* Begin *

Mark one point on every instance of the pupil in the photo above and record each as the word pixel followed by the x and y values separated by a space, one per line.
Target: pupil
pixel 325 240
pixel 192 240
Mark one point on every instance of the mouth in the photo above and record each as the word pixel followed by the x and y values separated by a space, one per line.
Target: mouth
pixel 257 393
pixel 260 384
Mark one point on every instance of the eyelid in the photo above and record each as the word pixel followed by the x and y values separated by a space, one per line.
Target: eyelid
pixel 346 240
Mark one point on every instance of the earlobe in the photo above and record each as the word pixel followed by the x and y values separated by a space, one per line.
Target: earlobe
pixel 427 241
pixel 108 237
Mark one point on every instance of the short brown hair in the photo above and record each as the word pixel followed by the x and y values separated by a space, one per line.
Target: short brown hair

* End *
* Begin *

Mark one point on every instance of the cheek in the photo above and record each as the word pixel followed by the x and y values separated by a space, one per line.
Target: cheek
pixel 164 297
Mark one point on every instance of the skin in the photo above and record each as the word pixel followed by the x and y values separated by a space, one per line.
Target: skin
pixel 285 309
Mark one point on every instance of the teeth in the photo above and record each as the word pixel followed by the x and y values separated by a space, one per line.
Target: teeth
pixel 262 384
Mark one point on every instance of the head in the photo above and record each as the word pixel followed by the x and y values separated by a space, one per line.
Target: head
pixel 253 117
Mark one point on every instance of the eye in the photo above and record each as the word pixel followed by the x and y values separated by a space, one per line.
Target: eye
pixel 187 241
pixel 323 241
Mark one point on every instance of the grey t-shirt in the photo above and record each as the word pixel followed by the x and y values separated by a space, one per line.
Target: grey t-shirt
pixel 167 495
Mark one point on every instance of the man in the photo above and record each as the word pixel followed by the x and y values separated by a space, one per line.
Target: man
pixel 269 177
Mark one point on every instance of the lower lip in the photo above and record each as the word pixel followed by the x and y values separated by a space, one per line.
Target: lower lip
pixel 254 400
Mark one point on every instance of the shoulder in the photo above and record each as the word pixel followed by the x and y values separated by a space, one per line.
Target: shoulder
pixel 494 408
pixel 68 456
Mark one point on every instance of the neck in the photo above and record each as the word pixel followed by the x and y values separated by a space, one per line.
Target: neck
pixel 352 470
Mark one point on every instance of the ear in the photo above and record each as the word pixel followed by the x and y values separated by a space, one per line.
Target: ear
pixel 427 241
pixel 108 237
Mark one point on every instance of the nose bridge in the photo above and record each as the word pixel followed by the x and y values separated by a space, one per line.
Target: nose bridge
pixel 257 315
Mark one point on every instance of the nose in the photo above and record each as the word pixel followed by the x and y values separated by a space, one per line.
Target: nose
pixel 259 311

* End *
* Begin *

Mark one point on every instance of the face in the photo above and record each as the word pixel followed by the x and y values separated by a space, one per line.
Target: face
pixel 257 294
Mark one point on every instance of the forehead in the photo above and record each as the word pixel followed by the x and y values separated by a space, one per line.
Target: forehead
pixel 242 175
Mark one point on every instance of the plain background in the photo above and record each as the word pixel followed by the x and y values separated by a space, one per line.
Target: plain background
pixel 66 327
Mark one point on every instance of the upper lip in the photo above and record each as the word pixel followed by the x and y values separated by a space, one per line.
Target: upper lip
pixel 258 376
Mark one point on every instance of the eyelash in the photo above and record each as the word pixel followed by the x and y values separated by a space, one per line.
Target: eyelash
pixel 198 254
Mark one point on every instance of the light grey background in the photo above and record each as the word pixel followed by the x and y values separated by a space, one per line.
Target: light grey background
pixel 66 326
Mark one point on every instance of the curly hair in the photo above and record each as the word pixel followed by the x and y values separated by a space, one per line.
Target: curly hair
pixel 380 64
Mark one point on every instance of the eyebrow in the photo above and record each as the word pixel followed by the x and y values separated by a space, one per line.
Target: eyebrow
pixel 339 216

* End *

REQUIRED TASK: Copy word for word the rows from the line with "Mark one point on every instance of the pupil" up to and including the line with "pixel 346 240".

ANSWER FOR THE TASK:
Mark one point on every instance of the pupil in the photo above and record each as the word pixel followed by the x and y values separated by a space, one per line.
Target: pupil
pixel 325 240
pixel 192 240
Mark one point on every instance of the mouth in the photo above and record each as the word pixel followed by the x and y values separated by a space, one per line.
Target: mouth
pixel 257 393
pixel 260 384
Mark one point on every instance of the eyelid in the photo above and record each as the word pixel followed by the x and y values separated by a space, one per line.
Target: eyelid
pixel 346 240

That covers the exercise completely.